* [GEGEVEN TEKST]
=======

"Het is cruciaal grondwaterstanden snel en goed in de BRO te zetten"

Gepubliceerd 28 oktober 2021

Gemeente Nijmegen en dataleverancier I-Real sloegen de handen ineen om grondwaterstandonderzoek aan de BRO te leveren. De samenwerking tussen beide partijen heeft geleid tot een goed werkende API waarmee de gemeente haar data automatisch aan de BRO levert. De noodzaak was duidelijk: “Er zijn legio redenen voor het aanleveren van de grondwaterstanden, van voorkomen van natte voeten tot inzicht in verontreinigingen. En dus maken vele partijen gebruik van deze informatie”, zegt Paul Erades van de gemeente. “We vonden het daarom cruciaal om dit snel goed voor elkaar te hebben.”

Sinds 1 januari 2021 is het grondwaterstandonderzoek toegevoegd aan de Basisregistratie Ondergrond (BRO). Dit betekent dat er een aanleverplicht is ontstaan van al deze gegevens voor de bronhouders. Paul Erades, adviseur Bodem en Energie bij de gemeente Nijmegen: “Alle gemeenten, provincies en waterschappen dragen een wettelijke verantwoordelijkheid om nu ook gegevens van grondwaterstandonderzoek aan de BRO te leveren. De vrijblijvendheid is er echt af. Met de informatie op één centrale plek wordt het op een eenduidige en ordentelijke manier gearchiveerd én de informatie is voor iedereen toegankelijk. Dat vinden we heel belangrijk.”

=======

* [FRAGMENT DATASET]
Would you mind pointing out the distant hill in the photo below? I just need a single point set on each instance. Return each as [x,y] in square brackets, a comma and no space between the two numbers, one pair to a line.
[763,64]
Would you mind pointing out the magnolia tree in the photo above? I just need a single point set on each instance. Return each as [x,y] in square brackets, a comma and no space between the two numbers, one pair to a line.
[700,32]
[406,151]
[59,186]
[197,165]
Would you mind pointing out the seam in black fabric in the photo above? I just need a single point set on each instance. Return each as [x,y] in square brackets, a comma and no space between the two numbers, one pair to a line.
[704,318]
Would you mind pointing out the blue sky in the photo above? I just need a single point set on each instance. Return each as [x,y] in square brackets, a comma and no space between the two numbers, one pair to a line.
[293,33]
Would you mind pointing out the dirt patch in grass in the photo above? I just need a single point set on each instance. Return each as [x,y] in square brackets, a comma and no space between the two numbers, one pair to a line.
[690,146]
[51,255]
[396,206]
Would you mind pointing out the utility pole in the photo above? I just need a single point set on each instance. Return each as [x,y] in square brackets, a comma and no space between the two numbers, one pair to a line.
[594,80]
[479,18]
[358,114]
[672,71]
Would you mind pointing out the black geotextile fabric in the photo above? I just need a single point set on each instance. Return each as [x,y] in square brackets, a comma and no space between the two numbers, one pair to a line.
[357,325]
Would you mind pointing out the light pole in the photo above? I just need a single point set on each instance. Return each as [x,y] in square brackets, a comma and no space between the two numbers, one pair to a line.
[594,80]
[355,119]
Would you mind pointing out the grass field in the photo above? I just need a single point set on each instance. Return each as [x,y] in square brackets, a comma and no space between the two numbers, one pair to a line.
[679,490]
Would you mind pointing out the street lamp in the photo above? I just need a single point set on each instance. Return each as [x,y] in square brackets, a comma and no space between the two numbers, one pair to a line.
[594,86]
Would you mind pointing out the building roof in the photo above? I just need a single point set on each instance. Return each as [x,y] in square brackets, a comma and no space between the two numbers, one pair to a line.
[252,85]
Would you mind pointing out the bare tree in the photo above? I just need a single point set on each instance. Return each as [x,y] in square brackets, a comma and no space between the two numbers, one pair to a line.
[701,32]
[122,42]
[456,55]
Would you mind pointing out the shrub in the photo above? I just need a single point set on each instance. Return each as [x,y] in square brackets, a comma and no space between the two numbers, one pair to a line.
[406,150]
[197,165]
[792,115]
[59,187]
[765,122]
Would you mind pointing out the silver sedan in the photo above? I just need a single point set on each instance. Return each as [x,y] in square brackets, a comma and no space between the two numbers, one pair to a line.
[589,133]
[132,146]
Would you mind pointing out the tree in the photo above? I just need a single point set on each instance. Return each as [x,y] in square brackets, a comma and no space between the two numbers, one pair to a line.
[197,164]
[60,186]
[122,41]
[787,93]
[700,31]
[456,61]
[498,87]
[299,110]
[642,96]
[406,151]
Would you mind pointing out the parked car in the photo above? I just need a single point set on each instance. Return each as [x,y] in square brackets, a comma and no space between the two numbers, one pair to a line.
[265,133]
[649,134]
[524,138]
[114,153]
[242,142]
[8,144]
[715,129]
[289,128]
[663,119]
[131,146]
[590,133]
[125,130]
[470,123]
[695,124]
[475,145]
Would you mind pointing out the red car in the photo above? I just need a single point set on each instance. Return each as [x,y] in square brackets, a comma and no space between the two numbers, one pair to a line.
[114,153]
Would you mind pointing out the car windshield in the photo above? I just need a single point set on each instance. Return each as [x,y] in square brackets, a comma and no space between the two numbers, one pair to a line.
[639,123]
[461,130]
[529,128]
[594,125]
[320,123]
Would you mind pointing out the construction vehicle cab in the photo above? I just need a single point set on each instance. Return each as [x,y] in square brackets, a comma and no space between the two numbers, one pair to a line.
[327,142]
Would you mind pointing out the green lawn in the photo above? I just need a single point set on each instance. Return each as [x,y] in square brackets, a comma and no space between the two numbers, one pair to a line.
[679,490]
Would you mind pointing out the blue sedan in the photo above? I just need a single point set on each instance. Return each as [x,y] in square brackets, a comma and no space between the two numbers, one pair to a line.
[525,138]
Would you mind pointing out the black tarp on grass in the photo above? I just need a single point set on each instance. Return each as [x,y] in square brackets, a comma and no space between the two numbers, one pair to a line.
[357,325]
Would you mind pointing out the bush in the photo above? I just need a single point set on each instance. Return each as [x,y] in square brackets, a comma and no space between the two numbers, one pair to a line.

=======

* [INSTRUCTIES OPDRACHT]
a) Welke soorten overheden moeten volgens de tekst over grondwaterstanden in de BRO wettelijk gegevens van grondwaterstandonderzoek aanleveren? Noem ze allemaal.
b) Maak de tekst over grondwaterstanden in de BRO af door verder te schrijven na de laatste zin.

* [ANTWOORDEN HIERONDER]
a) Gemeenten, provincies en waterschappen.

b)
Gebruik grondwaterstanden

De grondwaterstanden vormen in Nijmegen de basis voor veel beleids-, beheer- en ontwerpbeslissingen. Erades: “Wij gebruiken de grondwaterstanden bijvoorbeeld om de invloed van het oppervlaktewater op de grondwaterstand in de aangrenzende wijken te monitoren. Zo is in Nijmegen de Waal pas geleden verbreed en is het waterpeil van het Maas-Waalkanaal verhoogd. De gemeten grondwaterstanden kunnen bijvoorbeeld inzicht geven in de oorzaak van water in de kelder of kruipruimte of bij verzakkingen. Ook kunnen de gegevens gebruikt worden bij het ontwerp en aanleg van infrastructurele objecten, zoals een riolering. Verder kun je met langjarige meetreeksen onderzoek doen naar verdroging of vernatting.”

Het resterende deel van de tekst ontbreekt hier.